The angel, or demon Abaddon has appeared many times in works of literature, films, television and popular culture. In Hebrew the term Abaddon (Hebrew: אֲבַדּוֹן Avaddon), means "doom"; the Greek equivalent is Apollyon. In the Christian Bible it is both a place of destruction and an angel of the abyss. In the Hebrew Bible (Tanakh), abaddon is a bottomless pit, and often appears alongside the place שְׁאוֹל (Sheol), meaning the realm of the dead.

Literature
 In John Bunyan's allegory The Pilgrim's Progress, Abaddon (as Apollyon) appears as the "foul fiend" who assaulted Christian on his pilgrimage through the Valley of Humiliation. He rules over the city of Destruction, and attacks Christian when he refuses to return.
Louisa May Alcott subsequently references The Pilgrim's Progress in her novel Little Women, wherein Apollyon is used as a metaphor to represent main character Jo March's temper, a trait she seeks to overcome.
 In The Making of the English Working Class, E.P. Thompson entitled the second chapter of Part I, "Christian and Apollyon." 
 John Milton uses Abaddon as the name of the bottomless pit in Paradise Regained (IV, 264).
 In Friedrich Gottlieb Klopstock's epic poem  (The Messiah, composed 1748–73), Abbadona is an angel drawn into Satan's rebellion half-unwillingly, who reproves Satan for his blasphemous pride.
 Abaddon is mentioned by his Greek name, Apollyon, in Robert Browning's "Childe Roland to the Dark Tower Came".
 Abaddon appears as Abadonna (), the angel of death in Mikhail Bulgakov's The Master and Margarita.
 Abaddón el Exterminador is the title of Argentine writer Ernesto Sabato's third and last novel, published in 1974. It was translated as The Angel of Darkness in English.
 The name of Azkaban, the main wizarding prison in the Harry Potter world, is a mixture of the name of Alkatraz, an island prison in the real world, and Abaddon.
 The fallen angel/demon Apollyon is the main antagonist of the Brazilian novel "A Batalha do Apocalipse" by Eduardo Spohr.

_ _ _ _ _ _ _

Resume the Abaddon passage from its final sentence. The rows after the Abaddon passage have no connection to it.

_ _ _ _ _ _ _

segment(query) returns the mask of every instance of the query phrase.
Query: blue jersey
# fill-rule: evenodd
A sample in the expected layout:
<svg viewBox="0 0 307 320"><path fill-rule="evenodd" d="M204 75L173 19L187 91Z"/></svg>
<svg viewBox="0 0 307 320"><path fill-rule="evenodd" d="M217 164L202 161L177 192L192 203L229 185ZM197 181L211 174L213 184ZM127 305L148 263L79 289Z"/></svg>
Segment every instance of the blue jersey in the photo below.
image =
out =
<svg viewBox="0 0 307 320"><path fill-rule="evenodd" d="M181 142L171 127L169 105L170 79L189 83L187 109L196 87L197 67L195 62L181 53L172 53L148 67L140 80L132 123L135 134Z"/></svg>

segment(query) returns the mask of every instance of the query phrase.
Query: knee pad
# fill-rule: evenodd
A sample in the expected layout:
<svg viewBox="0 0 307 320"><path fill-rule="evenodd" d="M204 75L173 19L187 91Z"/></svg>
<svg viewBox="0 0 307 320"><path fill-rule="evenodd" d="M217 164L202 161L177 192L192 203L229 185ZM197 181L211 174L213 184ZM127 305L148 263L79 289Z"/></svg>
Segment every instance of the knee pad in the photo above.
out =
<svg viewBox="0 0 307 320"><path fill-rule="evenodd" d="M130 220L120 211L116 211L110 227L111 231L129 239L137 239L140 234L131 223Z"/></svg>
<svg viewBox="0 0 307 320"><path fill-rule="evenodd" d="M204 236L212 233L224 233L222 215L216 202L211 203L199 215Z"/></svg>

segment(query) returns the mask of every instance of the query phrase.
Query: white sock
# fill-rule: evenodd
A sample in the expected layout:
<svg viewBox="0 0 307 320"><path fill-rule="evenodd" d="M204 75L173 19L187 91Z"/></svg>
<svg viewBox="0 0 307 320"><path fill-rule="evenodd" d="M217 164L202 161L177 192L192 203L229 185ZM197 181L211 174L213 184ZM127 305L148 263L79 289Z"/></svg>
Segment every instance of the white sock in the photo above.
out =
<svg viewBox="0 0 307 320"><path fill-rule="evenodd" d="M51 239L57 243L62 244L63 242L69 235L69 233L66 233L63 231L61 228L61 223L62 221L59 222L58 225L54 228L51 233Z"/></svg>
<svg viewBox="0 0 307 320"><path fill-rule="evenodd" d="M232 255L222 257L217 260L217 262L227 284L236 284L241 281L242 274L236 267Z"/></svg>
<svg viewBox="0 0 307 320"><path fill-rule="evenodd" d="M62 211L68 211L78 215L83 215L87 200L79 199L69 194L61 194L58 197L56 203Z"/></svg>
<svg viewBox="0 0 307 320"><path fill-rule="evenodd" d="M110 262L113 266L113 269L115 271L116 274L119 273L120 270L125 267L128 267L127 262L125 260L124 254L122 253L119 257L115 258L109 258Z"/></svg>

_ _ _ _ _ _ _

Expected answer ::
Popular culture
In Dan Brown's 2009 novel The Lost Symbol, the main antagonist, Zachary Solomon, believing himself to be the incarnation of the angel Malak, calls himself Dr Christopher Abaddon.
 Abaddon, the Angel of the Abyss, is a nickname for Marc Remillard in Julian May's Saga of Pliocene Exile and Galactic Milieu Series.
 Abaddon appears in Melissa de la Cruz's book series Blue Bloods as a blue blood named Benjamin 'Jack' Force.
 Abaddon is a creature/character in Patrick Carman's The Land of Elyon series.
 The third novel of Elizabeth Donald's Nocturnal Urges vampire series is titled Abaddon. In the horror novel, the vampire cult living underground in Memphis, Tennessee has adopted the name both for their group and the underground fortress in which they live.
 In City of Bones (part of The Mortal Instruments trilogy) by Cassandra Clare, Abaddon is a higher Demon who is summoned by a warlock for Valentine Morgenstern to employ in his war against the Clave.
 Apollyon is the title of the fifth book in the Left Behind series by authors Tim LaHaye and Jerry B. Jenkins and focuses on the attack of the demon locusts described in the Revelation of St. John.
 In Terry Brooks's Magic Kingdom of Landover, Abaddon is a netherworld that lies beneath Landover.
 In Wayne Barlowe's God's Demon, "Abaddon's Pit" is a deep pit in Hell where the demon Abaddon resides and is considered an eternal punishment of darkness and torment for demons who disobey the ruler of Hell, Beelzebub.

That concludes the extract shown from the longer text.